## Provided data:
··········

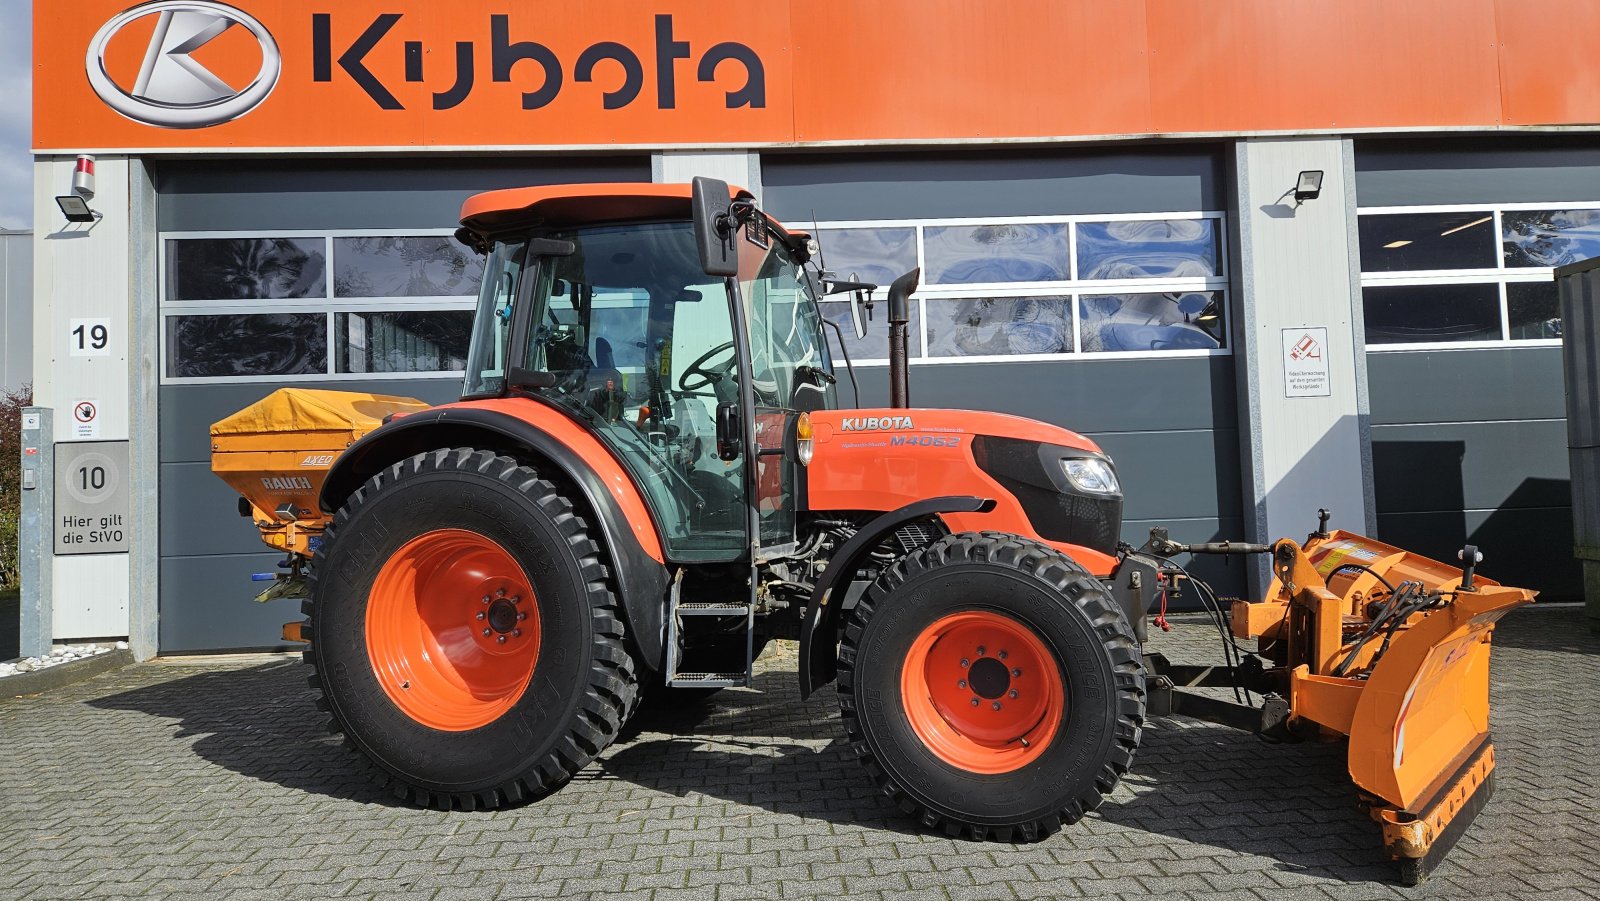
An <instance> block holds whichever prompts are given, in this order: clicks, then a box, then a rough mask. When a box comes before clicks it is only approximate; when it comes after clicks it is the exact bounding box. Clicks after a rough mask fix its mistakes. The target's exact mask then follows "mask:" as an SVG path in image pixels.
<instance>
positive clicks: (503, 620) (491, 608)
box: [490, 597, 517, 635]
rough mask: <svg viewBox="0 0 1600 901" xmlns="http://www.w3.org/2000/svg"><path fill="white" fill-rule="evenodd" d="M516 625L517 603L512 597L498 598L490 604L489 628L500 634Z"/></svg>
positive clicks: (515, 625) (516, 624)
mask: <svg viewBox="0 0 1600 901" xmlns="http://www.w3.org/2000/svg"><path fill="white" fill-rule="evenodd" d="M515 627H517V603H515V602H514V599H506V597H502V599H499V600H496V602H494V603H491V605H490V629H494V631H496V632H499V634H501V635H504V634H506V632H510V631H512V629H515Z"/></svg>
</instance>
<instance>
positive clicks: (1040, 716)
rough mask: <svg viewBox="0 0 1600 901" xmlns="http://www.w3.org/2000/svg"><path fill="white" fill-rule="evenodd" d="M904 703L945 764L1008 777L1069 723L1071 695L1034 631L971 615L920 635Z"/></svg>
mask: <svg viewBox="0 0 1600 901" xmlns="http://www.w3.org/2000/svg"><path fill="white" fill-rule="evenodd" d="M901 703H902V706H904V709H906V717H907V719H909V720H910V728H912V730H914V731H915V733H917V738H920V739H922V743H923V744H925V746H926V747H928V751H931V752H933V754H934V755H936V757H938V759H939V760H944V762H946V763H949V765H952V767H957V768H962V770H966V771H970V773H1010V771H1013V770H1018V768H1021V767H1026V765H1029V763H1032V762H1034V760H1037V759H1038V757H1040V755H1042V754H1043V752H1045V749H1046V747H1050V743H1051V739H1053V738H1054V736H1056V731H1058V730H1059V728H1061V722H1062V719H1064V715H1066V687H1064V683H1062V679H1061V667H1059V666H1058V664H1056V658H1054V655H1051V653H1050V648H1048V647H1045V642H1043V640H1042V639H1040V637H1038V634H1037V632H1034V629H1032V627H1029V626H1026V624H1024V623H1019V621H1016V619H1013V618H1010V616H1005V615H1002V613H992V611H981V610H971V611H965V613H952V615H949V616H944V618H941V619H938V621H936V623H933V624H931V626H928V627H926V629H923V631H922V634H920V635H917V640H915V642H912V647H910V651H909V653H907V655H906V667H904V669H902V671H901Z"/></svg>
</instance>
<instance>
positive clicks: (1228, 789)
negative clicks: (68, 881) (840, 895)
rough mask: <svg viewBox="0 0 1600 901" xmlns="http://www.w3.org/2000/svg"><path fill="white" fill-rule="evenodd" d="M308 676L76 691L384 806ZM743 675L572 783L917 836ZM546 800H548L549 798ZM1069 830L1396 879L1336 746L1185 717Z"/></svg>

··········

## Work required:
Count the lines of the records that contain the string "positive", treating uppercase and lowercase as different. Reply with the number alone.

## Your response:
4